Work to complete — The answer must consist of each line below that contains the word "gray", copied in full.

Records —
- - - - -

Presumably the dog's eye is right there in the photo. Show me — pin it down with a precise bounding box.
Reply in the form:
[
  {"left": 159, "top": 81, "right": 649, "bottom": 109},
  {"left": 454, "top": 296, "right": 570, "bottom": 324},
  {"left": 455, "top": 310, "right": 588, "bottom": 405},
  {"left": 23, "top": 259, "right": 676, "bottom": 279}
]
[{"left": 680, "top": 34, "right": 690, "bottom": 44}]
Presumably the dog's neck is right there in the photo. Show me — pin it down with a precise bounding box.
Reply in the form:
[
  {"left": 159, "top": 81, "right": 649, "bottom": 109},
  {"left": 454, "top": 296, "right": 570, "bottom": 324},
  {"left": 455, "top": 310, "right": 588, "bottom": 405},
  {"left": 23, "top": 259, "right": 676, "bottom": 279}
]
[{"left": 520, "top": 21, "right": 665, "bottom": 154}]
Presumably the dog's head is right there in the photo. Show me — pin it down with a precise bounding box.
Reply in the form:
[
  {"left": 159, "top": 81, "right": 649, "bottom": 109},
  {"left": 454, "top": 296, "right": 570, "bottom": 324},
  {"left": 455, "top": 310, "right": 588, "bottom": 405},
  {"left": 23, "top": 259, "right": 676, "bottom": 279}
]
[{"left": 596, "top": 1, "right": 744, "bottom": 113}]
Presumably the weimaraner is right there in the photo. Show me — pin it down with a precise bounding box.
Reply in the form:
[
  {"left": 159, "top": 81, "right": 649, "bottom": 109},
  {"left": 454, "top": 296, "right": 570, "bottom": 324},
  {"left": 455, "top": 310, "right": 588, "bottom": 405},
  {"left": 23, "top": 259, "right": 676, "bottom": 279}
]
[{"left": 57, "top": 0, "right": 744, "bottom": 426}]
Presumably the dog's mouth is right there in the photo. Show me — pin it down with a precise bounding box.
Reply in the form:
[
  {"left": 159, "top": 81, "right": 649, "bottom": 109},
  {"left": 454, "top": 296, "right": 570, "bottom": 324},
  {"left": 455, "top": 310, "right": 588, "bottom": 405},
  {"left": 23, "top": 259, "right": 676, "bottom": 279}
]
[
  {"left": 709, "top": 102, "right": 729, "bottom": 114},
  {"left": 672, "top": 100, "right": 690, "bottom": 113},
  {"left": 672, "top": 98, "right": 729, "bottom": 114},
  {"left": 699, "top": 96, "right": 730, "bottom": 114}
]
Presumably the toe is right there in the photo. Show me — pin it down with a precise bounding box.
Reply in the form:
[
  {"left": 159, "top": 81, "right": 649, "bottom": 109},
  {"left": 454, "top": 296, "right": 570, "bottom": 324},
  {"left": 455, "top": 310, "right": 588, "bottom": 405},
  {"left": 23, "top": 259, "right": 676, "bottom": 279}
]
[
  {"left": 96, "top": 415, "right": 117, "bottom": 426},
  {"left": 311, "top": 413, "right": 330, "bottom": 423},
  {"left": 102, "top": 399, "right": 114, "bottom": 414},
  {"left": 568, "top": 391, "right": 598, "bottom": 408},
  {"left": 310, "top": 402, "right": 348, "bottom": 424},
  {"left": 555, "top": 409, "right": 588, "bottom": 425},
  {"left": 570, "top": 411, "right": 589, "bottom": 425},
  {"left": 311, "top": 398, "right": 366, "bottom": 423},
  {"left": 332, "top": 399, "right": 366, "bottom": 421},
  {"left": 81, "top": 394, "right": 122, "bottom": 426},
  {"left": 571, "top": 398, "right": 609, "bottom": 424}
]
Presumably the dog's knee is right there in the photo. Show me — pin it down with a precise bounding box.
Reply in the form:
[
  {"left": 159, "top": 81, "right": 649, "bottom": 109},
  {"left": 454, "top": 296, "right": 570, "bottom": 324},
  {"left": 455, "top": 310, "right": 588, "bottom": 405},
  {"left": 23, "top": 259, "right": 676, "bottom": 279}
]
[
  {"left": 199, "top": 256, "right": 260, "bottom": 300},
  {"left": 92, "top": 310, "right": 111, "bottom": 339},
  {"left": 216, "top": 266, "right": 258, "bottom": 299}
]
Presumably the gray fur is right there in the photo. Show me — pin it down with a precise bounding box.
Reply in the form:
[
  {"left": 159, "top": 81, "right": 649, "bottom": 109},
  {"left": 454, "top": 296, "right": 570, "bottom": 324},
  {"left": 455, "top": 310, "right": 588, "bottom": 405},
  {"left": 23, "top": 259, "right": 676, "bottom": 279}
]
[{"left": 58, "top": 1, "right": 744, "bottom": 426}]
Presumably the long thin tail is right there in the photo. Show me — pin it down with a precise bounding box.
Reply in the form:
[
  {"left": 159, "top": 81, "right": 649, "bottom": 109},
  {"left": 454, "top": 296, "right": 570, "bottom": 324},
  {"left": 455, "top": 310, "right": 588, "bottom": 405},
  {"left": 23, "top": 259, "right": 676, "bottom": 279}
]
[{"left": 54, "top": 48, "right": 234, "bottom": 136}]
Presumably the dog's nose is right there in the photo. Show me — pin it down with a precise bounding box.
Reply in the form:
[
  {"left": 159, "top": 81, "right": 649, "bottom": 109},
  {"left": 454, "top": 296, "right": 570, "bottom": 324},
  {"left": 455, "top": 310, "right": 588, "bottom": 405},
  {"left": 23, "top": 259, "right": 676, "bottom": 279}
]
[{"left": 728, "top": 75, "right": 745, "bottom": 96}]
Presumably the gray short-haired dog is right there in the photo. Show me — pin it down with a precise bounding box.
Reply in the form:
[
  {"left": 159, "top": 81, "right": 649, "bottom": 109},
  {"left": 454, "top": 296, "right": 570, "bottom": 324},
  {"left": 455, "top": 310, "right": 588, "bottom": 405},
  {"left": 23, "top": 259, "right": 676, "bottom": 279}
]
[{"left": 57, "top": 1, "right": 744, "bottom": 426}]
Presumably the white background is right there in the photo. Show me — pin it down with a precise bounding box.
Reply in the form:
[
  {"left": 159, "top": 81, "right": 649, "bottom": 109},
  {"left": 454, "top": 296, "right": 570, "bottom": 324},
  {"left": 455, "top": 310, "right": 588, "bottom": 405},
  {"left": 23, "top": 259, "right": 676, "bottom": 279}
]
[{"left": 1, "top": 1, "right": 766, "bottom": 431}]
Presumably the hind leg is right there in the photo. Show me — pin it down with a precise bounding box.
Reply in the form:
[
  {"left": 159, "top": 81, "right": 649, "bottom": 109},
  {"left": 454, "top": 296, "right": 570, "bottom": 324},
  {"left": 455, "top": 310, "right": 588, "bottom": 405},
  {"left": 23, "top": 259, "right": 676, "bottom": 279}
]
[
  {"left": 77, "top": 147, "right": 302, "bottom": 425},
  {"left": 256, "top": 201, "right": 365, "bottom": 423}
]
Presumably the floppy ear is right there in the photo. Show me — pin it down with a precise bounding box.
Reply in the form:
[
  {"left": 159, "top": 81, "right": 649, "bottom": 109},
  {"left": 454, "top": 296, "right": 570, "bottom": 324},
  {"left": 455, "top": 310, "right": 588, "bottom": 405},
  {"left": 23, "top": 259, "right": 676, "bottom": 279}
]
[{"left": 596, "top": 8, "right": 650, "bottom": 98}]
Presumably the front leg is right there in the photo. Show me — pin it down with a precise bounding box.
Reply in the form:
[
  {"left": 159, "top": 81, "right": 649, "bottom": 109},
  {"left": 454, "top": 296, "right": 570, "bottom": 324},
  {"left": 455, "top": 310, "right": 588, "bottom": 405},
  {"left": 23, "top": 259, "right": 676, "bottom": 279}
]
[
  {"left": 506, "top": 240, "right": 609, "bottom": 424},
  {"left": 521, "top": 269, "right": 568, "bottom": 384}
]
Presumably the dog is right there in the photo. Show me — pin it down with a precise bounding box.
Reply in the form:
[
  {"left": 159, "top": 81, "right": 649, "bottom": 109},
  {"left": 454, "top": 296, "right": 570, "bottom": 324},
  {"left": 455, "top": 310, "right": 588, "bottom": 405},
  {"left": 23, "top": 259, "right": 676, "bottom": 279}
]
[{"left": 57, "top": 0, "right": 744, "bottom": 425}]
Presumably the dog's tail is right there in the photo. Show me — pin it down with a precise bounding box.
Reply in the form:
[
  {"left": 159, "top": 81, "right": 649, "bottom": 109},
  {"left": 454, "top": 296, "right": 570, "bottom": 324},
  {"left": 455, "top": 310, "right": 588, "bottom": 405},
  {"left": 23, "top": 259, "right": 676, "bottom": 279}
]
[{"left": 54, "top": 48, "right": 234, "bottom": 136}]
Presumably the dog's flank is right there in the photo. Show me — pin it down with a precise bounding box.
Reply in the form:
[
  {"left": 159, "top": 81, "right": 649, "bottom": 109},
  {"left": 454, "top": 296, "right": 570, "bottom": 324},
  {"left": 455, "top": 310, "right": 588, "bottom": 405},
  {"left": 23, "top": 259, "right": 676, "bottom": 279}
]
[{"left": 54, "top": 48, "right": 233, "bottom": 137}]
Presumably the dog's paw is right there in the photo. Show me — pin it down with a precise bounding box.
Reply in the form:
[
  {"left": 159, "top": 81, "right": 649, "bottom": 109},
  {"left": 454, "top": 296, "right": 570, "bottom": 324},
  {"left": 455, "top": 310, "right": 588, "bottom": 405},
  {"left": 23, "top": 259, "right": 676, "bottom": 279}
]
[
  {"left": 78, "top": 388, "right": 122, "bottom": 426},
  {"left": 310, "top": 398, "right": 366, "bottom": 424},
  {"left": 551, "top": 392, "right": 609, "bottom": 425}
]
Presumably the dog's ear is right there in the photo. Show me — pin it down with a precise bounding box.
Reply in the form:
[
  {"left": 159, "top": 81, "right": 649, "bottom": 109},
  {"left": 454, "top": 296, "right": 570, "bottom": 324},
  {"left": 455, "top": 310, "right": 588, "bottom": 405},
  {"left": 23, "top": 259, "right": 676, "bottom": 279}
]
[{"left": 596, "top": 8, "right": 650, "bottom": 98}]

- - - - -

Exercise output —
Presumably the gray fur is right there in the photo. Show me — pin it down with a precise bounding box.
Presumably the gray short-haired dog is right there in the photo. Show me — pin it down with a precise bounding box.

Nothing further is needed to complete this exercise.